Text segment
<<<<
Duluth Water Plant from a Chemists Standpoint

Lake Superior provides so much for the residents of Duluth. It creates a setting for all sorts of recreational activities, provides some of us livelihoods, inspires artwork, provides water for industry, supports a regional medical center, and generally cares for everyone's basic need of water. Most citizens of Duluth enjoy the delicious tap water, and many may wonder where it comes from? Or why does it taste so good? The answer to both of these questions is: Lake Superior. To learn a little more about the chemistry behind our hydration, we talked to Lindsey Seifert-Monson.

Water plant filters

Lindsey began working for the City of Duluth approximately six years ago, having decided to stay in town after graduating from UMD. She got her start in water chemistry working as a student at the local EPA research lab. It was there that Lindsey discovered an interest in water and she later found her calling with the Lakewood Treatment Plant. The original plant was built in the late 1800s and still stands today. An expansion in the 1970’s provides filtration and additional treatment. Lindsey spends her days completing routine lab testing, instrument maintenance and calibration, data review and reporting, and coordination of sampling. She and other staff work in collaboration with the plant’s operators to supply an average of 13 million gallons of water per day to the communities of Duluth, Hermantown, Proctor and Rice Lake.
>>>>
Saved data entries
<<<<
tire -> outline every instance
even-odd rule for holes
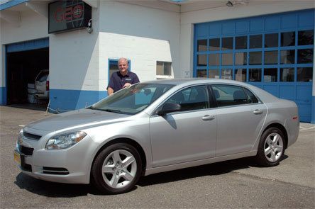
[[[93,162],[92,183],[101,192],[118,194],[130,191],[137,183],[142,170],[137,149],[125,143],[104,149]]]
[[[259,142],[256,162],[263,166],[278,165],[284,154],[284,137],[277,128],[270,128],[262,135]]]

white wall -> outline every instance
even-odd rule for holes
[[[198,4],[197,2],[196,4]],[[211,4],[211,2],[209,2]],[[249,1],[248,5],[222,6],[194,10],[196,5],[184,4],[181,8],[180,23],[180,67],[193,69],[193,24],[249,16],[260,16],[315,7],[314,1]],[[190,7],[190,8],[189,8]]]
[[[178,77],[178,12],[109,1],[100,9],[100,88],[108,84],[108,60],[119,57],[131,60],[140,81],[155,79],[156,61],[172,62]]]
[[[0,11],[0,16],[2,11]],[[31,10],[19,13],[19,26],[11,24],[1,19],[0,45],[1,46],[0,60],[0,87],[5,86],[4,77],[4,45],[48,36],[48,18]]]

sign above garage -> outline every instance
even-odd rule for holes
[[[48,4],[48,33],[87,27],[92,8],[81,0],[57,1]]]

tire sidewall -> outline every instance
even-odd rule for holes
[[[265,155],[265,143],[269,135],[274,132],[277,133],[281,136],[283,143],[283,149],[282,149],[282,153],[281,154],[281,157],[277,161],[272,162],[270,162]],[[270,128],[267,129],[262,133],[259,142],[258,150],[256,156],[258,163],[260,164],[260,165],[265,166],[273,166],[278,165],[282,159],[283,156],[284,154],[284,147],[285,147],[285,140],[282,132],[277,128]]]
[[[103,179],[103,175],[101,173],[102,166],[105,159],[108,157],[109,154],[117,149],[124,149],[131,152],[135,157],[136,162],[137,163],[137,171],[135,178],[131,182],[129,183],[128,185],[127,185],[126,187],[121,188],[114,188],[107,185],[107,183],[105,182],[105,181]],[[114,144],[109,145],[109,147],[101,150],[94,159],[91,171],[92,180],[93,184],[97,188],[99,188],[99,190],[100,190],[104,193],[109,194],[118,194],[118,193],[126,193],[130,191],[137,183],[141,174],[141,169],[142,169],[141,158],[136,148],[134,148],[133,146],[128,144],[125,144],[125,143]]]

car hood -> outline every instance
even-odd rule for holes
[[[89,126],[96,122],[104,123],[115,119],[131,117],[129,115],[91,109],[80,109],[52,115],[30,123],[27,127],[47,131],[55,131],[79,125]]]

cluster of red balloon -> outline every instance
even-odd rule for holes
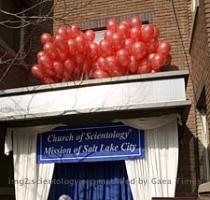
[[[76,25],[60,27],[55,37],[43,33],[33,75],[56,83],[156,72],[171,62],[170,44],[159,40],[159,30],[142,25],[138,17],[119,24],[109,20],[100,43],[94,39],[94,31],[82,32]]]
[[[43,50],[37,53],[32,74],[44,83],[80,80],[87,76],[98,58],[95,33],[82,32],[76,25],[60,27],[55,37],[41,35]]]
[[[99,43],[99,58],[94,78],[142,74],[160,71],[171,62],[171,45],[159,40],[159,30],[142,25],[140,18],[107,23],[104,38]]]

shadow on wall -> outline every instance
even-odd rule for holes
[[[179,127],[179,167],[177,174],[176,196],[197,196],[198,162],[197,139],[190,129],[184,125]]]

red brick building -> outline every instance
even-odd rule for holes
[[[2,9],[4,9],[4,4],[7,6],[11,4],[11,11],[14,11],[13,7],[21,10],[32,6],[32,4],[26,3],[24,8],[20,8],[19,1],[16,2],[16,4],[12,1],[4,2],[1,5]],[[36,7],[36,9],[30,10],[27,15],[36,15],[40,9],[43,9],[43,13],[46,14],[51,6],[52,4],[44,5],[44,9]],[[50,19],[24,29],[24,38],[26,39],[30,35],[30,40],[27,40],[28,43],[24,48],[25,52],[29,48],[30,51],[24,62],[30,66],[35,61],[35,54],[40,49],[39,36],[42,32],[53,32],[64,24],[77,23],[84,30],[101,30],[110,18],[121,20],[140,16],[143,22],[157,26],[160,29],[160,37],[168,40],[172,45],[172,64],[179,69],[190,71],[187,95],[192,106],[189,113],[183,113],[183,121],[186,123],[179,130],[179,159],[182,161],[182,165],[178,169],[180,181],[177,184],[176,196],[196,195],[198,185],[207,180],[206,166],[208,167],[209,164],[206,159],[210,158],[210,156],[206,157],[207,151],[203,147],[205,139],[203,139],[203,124],[199,114],[201,110],[202,113],[204,112],[208,127],[210,127],[209,12],[210,1],[208,0],[200,0],[200,2],[196,0],[54,1],[53,13],[50,14],[53,16],[53,21]],[[14,34],[14,31],[10,29],[4,28],[4,31]],[[7,40],[10,39],[6,37],[4,41]],[[16,42],[9,45],[18,49],[13,44]],[[16,70],[12,70],[7,75],[8,81],[5,79],[0,84],[1,88],[38,84],[38,81],[30,75],[29,69],[30,67],[23,69],[20,66]],[[13,76],[15,80],[12,78],[13,81],[10,84],[10,77]],[[208,134],[209,129],[206,130]],[[6,166],[4,170],[6,171]]]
>>>>
What you are asked to do
Copy the Duluth water plant article from "Lindsey began working" up to and including "and Rice Lake.", swapping "Lakewood Treatment Plant" for "Lakewood Water Plant".

Solution to the exercise
Lindsey began working for the City of Duluth approximately six years ago, having decided to stay in town after graduating from UMD. She got her start in water chemistry working as a student at the local EPA research lab. It was there that Lindsey discovered an interest in water and she later found her calling with the Lakewood Water Plant. The original plant was built in the late 1800s and still stands today. An expansion in the 1970’s provides filtration and additional treatment. Lindsey spends her days completing routine lab testing, instrument maintenance and calibration, data review and reporting, and coordination of sampling. She and other staff work in collaboration with the plant’s operators to supply an average of 13 million gallons of water per day to the communities of Duluth, Hermantown, Proctor and Rice Lake.